→ Written task: Reproduce every line of the entries below, requests included, adding -8 to each coordinate in the answer points only and leaving the coordinates in the requests and their format samples unchanged. Omit the pictures from your output.

[A block of data]
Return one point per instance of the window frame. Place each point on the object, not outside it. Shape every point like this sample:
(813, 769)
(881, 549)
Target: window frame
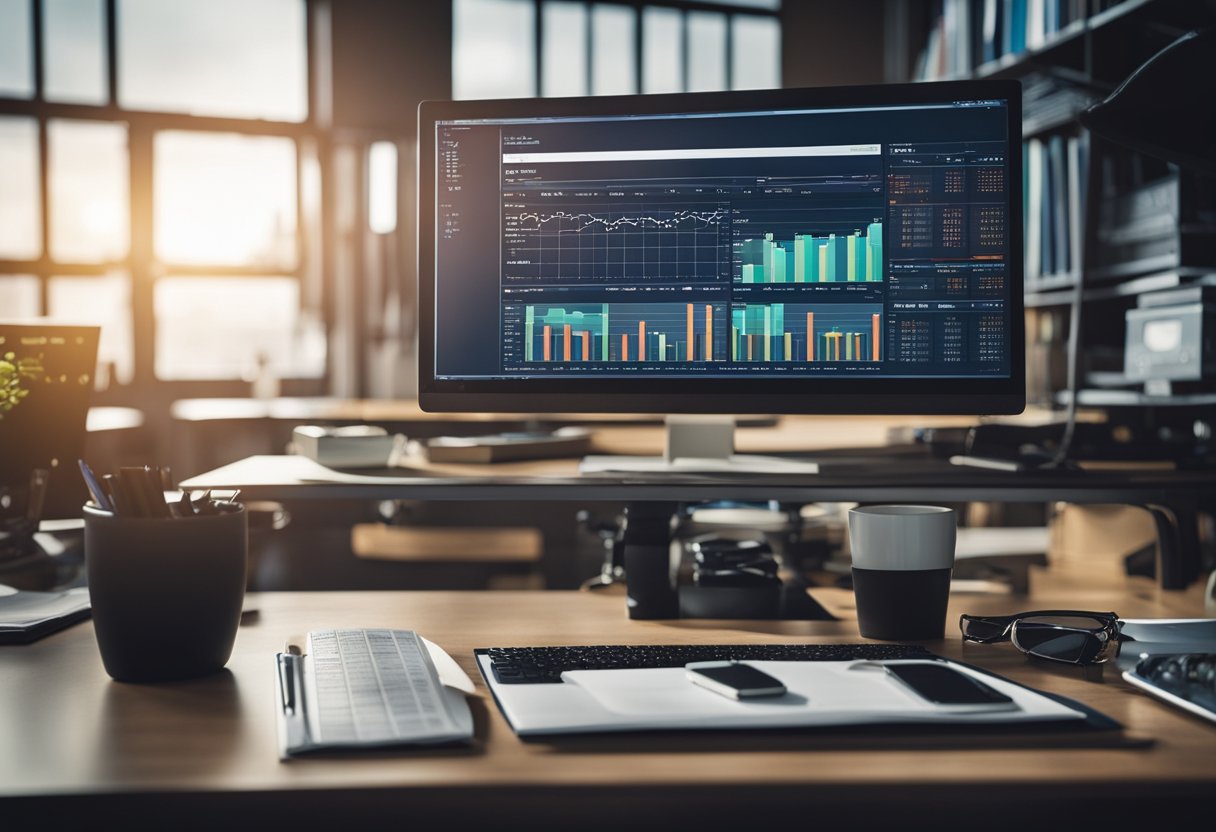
(727, 10)
(309, 136)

→ Response to the task:
Return one point per instance of the window frame. Place each point on the object, not outside it. Shape every point like this sample:
(813, 769)
(881, 549)
Target: window frame
(719, 2)
(301, 128)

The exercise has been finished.